[GIVEN TASK] Give the part of the rows that opens with the line containing "Find the bare" and closes with the line containing "xmin=1270 ymin=0 xmax=1291 ymax=57" as a numbered list, leaving out blank lines. Include both of those lines and nothing outside them.

Dataset items
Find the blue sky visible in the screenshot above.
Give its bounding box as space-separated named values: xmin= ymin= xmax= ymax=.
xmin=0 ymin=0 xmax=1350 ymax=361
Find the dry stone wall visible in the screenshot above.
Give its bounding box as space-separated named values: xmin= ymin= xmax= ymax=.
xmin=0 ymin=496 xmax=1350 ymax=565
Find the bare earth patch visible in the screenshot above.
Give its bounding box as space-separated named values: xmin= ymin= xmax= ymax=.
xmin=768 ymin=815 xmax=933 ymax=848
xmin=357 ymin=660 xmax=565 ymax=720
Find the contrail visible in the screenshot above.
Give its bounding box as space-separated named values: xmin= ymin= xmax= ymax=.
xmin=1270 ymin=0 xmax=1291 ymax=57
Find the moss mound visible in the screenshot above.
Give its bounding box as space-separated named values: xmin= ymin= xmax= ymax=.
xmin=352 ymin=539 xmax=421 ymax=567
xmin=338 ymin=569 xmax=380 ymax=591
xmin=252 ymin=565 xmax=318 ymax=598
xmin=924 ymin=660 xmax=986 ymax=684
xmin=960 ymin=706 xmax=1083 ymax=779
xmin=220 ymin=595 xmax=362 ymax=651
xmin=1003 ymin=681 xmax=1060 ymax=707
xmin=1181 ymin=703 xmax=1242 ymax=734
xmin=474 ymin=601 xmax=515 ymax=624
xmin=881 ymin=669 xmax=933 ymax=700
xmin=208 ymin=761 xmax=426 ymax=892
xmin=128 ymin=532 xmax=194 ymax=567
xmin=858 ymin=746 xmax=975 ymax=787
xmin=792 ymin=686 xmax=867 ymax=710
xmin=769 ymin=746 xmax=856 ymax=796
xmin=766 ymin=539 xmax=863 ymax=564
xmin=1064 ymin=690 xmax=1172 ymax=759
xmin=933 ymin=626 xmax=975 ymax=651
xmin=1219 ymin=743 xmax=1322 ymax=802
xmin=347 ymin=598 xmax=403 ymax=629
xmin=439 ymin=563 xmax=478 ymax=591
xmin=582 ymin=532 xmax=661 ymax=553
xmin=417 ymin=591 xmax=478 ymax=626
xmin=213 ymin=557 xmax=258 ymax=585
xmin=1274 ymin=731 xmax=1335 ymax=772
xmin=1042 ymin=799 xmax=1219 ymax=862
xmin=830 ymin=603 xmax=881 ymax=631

[EXERCISE RESULT]
1. Find the bare earth patch visible in the screenshot above.
2. Give its bounding box as space-separated named values: xmin= ymin= xmax= ymax=.
3. xmin=768 ymin=815 xmax=933 ymax=848
4. xmin=357 ymin=660 xmax=565 ymax=720
5. Find the contrail visible in the screenshot above.
6. Give its bounding box as space-separated named values: xmin= ymin= xmax= ymax=.
7. xmin=1270 ymin=0 xmax=1291 ymax=57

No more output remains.